§ **Data for the task**
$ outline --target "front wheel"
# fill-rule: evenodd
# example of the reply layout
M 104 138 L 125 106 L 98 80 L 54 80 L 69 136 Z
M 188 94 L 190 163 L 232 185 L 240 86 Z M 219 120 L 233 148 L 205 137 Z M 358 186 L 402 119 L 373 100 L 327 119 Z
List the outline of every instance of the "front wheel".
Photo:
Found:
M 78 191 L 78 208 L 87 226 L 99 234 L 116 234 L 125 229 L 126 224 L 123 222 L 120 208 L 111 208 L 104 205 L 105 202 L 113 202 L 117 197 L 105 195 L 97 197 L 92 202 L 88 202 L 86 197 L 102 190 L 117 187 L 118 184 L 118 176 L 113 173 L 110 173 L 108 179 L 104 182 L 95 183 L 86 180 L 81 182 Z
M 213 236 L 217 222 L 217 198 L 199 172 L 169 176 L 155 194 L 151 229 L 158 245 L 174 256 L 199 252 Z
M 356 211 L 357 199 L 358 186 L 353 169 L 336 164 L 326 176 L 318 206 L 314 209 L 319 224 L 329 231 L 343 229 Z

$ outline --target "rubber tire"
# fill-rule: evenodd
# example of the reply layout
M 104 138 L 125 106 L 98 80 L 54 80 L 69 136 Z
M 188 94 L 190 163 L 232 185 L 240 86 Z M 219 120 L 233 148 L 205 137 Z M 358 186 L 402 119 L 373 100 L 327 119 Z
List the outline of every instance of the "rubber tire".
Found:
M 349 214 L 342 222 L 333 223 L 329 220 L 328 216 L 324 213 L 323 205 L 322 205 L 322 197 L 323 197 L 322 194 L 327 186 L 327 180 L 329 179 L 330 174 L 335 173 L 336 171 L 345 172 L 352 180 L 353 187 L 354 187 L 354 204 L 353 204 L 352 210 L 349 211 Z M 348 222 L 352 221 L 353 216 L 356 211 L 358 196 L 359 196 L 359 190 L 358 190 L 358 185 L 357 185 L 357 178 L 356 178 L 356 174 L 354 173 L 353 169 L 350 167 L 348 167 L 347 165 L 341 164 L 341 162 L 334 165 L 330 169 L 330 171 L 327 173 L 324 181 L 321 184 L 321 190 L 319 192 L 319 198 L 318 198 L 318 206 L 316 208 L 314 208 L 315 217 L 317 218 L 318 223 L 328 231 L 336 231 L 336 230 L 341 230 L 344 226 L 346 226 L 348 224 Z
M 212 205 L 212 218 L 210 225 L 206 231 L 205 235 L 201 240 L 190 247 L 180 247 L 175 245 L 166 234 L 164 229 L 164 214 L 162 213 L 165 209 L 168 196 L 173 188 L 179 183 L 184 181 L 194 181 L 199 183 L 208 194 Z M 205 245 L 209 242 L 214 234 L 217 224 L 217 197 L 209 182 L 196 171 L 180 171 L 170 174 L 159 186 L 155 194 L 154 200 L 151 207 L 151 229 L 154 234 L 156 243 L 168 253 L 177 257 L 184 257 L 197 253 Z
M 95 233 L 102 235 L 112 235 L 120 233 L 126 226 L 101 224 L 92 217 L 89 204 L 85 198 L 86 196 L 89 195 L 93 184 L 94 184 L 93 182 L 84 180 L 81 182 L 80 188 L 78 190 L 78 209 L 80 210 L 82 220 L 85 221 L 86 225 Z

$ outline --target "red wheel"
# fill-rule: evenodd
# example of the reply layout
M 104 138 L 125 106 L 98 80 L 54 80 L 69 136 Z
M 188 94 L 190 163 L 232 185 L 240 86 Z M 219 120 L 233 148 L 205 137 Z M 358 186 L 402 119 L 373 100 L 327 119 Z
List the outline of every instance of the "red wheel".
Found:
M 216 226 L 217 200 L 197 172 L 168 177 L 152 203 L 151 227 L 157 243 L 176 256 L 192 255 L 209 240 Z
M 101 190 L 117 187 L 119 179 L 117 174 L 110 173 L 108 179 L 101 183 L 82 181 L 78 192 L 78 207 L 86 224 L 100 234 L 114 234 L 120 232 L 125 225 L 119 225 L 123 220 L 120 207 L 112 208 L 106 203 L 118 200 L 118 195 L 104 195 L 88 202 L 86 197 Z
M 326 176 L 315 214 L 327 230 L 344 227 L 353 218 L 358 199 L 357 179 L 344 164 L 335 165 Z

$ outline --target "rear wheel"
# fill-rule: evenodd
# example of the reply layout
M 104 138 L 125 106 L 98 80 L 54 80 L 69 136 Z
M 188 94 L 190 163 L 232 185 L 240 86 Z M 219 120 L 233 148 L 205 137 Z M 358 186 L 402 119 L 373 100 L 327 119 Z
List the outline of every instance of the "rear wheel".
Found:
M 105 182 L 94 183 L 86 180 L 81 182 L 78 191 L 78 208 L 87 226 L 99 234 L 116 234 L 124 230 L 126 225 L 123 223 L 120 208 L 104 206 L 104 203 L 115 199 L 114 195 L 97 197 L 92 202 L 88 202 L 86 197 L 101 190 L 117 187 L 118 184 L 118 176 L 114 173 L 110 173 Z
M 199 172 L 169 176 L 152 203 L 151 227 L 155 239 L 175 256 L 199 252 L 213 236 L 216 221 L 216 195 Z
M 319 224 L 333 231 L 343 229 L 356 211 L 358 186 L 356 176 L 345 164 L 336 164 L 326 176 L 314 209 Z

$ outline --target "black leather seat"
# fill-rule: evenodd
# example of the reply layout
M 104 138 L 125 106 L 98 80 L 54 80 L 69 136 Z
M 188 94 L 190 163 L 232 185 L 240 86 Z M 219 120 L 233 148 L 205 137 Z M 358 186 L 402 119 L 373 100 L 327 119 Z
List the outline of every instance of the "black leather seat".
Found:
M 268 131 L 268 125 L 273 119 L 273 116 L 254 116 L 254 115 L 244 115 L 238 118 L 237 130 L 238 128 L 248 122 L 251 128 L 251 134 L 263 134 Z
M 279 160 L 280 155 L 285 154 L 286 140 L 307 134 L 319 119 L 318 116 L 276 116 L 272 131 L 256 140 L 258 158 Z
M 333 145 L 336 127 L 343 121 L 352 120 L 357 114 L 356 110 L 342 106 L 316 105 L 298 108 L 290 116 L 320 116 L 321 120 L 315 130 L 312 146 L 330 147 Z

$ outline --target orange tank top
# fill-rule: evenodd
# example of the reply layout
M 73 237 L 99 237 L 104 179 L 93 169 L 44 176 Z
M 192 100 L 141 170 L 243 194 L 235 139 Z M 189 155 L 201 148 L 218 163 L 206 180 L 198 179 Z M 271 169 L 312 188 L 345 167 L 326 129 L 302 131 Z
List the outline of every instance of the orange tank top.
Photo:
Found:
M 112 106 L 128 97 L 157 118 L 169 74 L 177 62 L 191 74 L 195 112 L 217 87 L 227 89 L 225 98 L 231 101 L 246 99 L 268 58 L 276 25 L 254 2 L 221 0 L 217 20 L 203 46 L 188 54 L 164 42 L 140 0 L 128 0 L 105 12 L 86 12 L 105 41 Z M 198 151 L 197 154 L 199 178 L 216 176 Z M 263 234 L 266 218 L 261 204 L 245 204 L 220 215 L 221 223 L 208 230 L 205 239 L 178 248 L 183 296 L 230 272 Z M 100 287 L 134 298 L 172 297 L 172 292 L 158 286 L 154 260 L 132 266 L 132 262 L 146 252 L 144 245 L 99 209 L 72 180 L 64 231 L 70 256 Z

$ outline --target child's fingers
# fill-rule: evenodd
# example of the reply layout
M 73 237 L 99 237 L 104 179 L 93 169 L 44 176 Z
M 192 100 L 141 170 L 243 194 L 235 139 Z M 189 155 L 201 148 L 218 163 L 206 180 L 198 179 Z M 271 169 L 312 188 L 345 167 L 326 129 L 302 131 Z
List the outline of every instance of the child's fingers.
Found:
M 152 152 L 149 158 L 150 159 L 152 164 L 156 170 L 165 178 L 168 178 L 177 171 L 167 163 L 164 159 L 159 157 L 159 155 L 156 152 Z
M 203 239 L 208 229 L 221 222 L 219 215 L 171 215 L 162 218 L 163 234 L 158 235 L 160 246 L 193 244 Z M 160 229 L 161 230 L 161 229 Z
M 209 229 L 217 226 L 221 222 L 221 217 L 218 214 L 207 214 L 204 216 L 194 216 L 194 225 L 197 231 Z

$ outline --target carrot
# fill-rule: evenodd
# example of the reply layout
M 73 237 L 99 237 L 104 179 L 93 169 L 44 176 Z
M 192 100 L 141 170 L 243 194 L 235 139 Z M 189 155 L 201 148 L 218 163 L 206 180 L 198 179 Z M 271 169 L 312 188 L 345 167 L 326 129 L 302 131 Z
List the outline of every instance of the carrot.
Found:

§ **Required work**
Print the part of the items above that opens with the line containing "outline --target carrot" and runs through the last line of the items, copying every line exactly and nothing else.

§ **Task solution**
$ outline --target carrot
# fill-rule: evenodd
# example of the reply layout
M 73 237 L 99 237 L 104 179 L 93 169 L 44 176 Z
M 192 100 L 141 170 L 243 194 L 235 139 Z M 189 155 L 201 148 L 218 163 L 206 180 L 198 179 Z M 271 169 L 312 188 L 345 167 L 326 129 L 302 131 Z
List the outline of every instance of the carrot.
Found:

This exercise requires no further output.